Goal:
Transcribe every entry word for word, but skip the images.

-------------------------

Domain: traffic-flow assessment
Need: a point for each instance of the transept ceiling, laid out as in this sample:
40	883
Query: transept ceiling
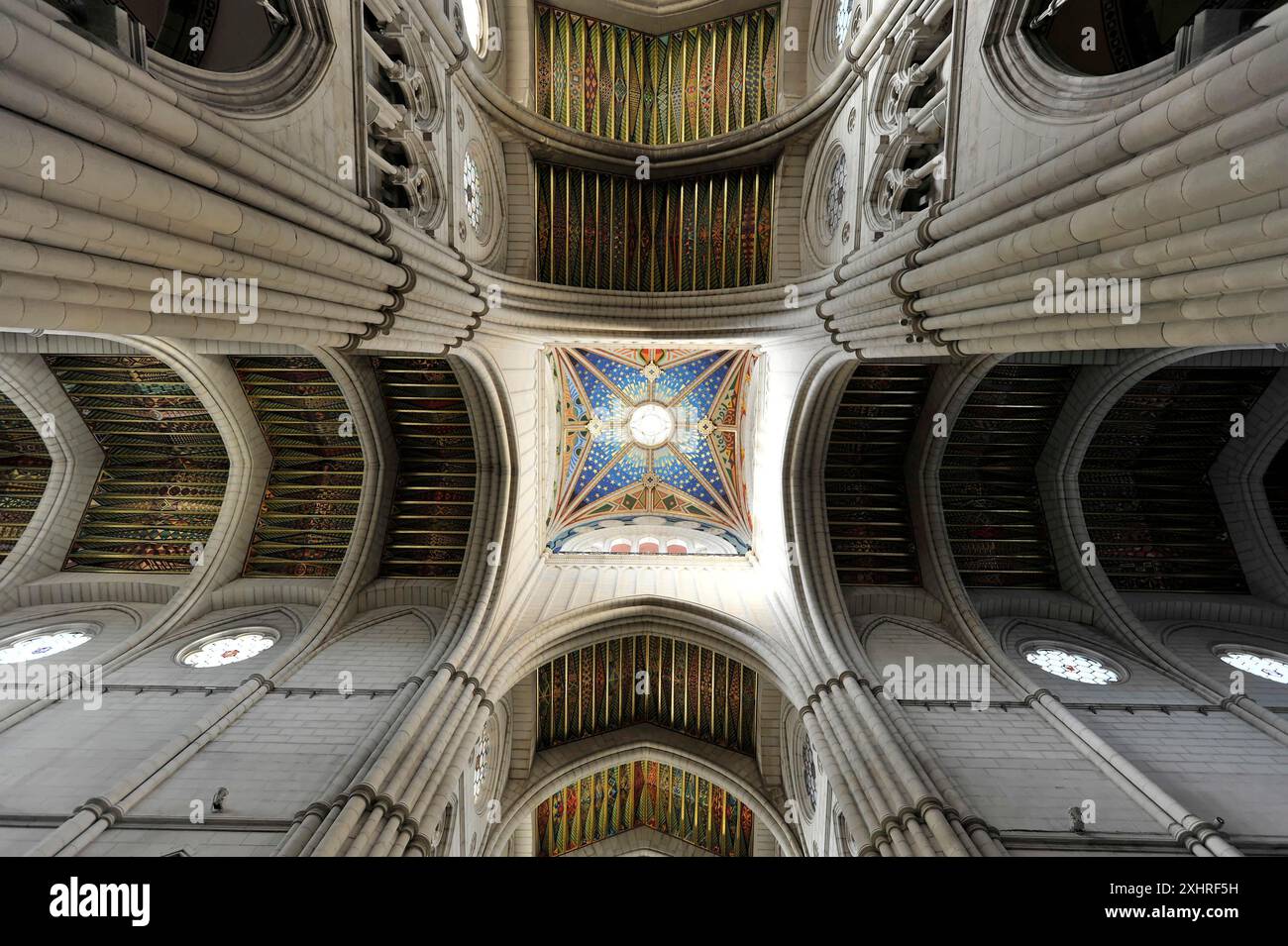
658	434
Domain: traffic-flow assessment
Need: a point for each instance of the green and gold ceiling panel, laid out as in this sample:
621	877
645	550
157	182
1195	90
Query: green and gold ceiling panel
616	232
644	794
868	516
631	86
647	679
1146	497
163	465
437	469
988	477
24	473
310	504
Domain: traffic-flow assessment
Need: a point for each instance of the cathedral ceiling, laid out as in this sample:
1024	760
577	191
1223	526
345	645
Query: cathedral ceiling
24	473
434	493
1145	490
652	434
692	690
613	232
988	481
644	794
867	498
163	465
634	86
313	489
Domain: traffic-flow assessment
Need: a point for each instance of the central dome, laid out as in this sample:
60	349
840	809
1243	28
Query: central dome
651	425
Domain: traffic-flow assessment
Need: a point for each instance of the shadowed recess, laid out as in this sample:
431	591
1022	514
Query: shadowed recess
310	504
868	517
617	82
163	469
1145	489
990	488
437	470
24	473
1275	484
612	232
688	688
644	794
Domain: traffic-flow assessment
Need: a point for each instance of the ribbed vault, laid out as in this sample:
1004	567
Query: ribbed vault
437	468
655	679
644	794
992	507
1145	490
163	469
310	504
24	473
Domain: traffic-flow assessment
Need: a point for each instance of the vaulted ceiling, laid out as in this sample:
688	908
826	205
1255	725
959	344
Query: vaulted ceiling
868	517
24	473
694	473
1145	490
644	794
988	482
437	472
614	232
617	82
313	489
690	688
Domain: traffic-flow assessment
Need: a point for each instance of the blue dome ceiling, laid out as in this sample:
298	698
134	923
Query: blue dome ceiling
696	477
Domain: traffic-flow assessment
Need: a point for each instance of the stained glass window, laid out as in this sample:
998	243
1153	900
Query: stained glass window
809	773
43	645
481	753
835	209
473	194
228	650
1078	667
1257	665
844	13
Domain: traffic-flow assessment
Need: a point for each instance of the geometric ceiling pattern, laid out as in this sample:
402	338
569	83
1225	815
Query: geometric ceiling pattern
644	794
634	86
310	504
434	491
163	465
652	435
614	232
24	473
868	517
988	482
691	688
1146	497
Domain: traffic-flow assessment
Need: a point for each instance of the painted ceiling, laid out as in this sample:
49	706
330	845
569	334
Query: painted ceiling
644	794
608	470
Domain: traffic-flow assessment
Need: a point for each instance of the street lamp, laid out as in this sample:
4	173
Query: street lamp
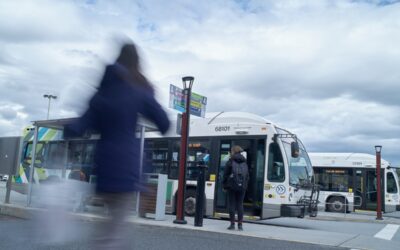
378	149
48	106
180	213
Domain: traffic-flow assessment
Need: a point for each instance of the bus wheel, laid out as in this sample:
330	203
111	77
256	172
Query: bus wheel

-------------------------

Task result:
Domain: traffic-flow assessment
Need: a point for each instance of the transept ceiling, laid out as in this sample:
40	883
Query: transept ceiling
658	434
Domain: traffic-flow assessment
Need: a point for each instance of the green and gold ceiling panel, laid out as in this sample:
621	877
645	550
157	182
1195	90
Query: green and gold ceiling panel
616	232
644	794
868	516
631	86
647	679
1146	497
163	465
437	469
988	477
24	473
310	504
Domain: traffic-flow assessment
Need: a point for each instance of the cathedral ceiling, laid out as in this sample:
1024	760
577	191
1223	526
345	645
Query: cathedral ceiling
24	473
434	493
1145	490
652	434
692	690
613	232
988	481
644	794
867	498
163	465
634	86
313	489
Domain: traffic-flow assessment
Need: a point for each instance of the central dome, laid out as in this sample:
60	349
840	809
1243	28
Query: central dome
651	425
Domain: traffic-flow assessment
Need: a point for each instance of the shadowed recess, laid out as in this sample:
431	591
1022	514
Query: shadowed recess
310	504
868	517
617	82
163	469
1145	489
990	488
437	470
24	473
1275	484
612	232
688	688
644	794
Domain: traffic-flow assessment
Need: a point for each instance of the ribbed vault, laid out as in this sample:
1004	567
Query: ribbed vault
437	468
655	679
644	794
992	507
1145	490
163	469
310	504
24	473
Domain: traffic-flow assessment
Need: a point for each instance of the vaulted ceiling, laid out as in this sample:
688	908
826	205
1255	725
959	344
Query: vaulted ceiling
868	517
24	473
694	473
1145	490
644	794
988	482
437	472
614	232
617	82
313	489
690	688
Domain: traffic-flow assessment
Need: a point for each instance of the blue dome ceiling, laid out as in this sample:
298	698
134	923
Query: blue dome ceiling
696	477
Domain: traffic-flow assessment
Need: a point for each instance of the stained glass window, laid out as in this sample:
998	243
1153	900
Query: stained glass window
809	773
43	645
481	753
835	209
473	194
228	650
1078	667
1257	665
844	13
Domain: traffic-flow assessment
Need: a point for each instance of the geometric ceiling pattern, laid out as in this sample:
402	338
569	83
1225	815
Query: geometric ceiling pattern
644	794
634	86
310	504
434	491
163	465
652	435
614	232
24	473
868	517
988	482
691	688
1146	497
Domain: traffic-flow assessment
Need: a point for each instance of the painted ceiling, laid out as in this sample:
49	706
330	845
569	334
Query: painted ceiling
644	794
608	470
Domain: traffic-flow assessment
Need: a point for each instance of the street lamp, laid out as in this sample:
4	173
Query: street lamp
378	149
48	106
180	213
Domain: traffic-flow assessment
Need: a point for each instance of the bus wheel, laid out as in this sample:
330	203
111	77
256	172
Query: bus wheel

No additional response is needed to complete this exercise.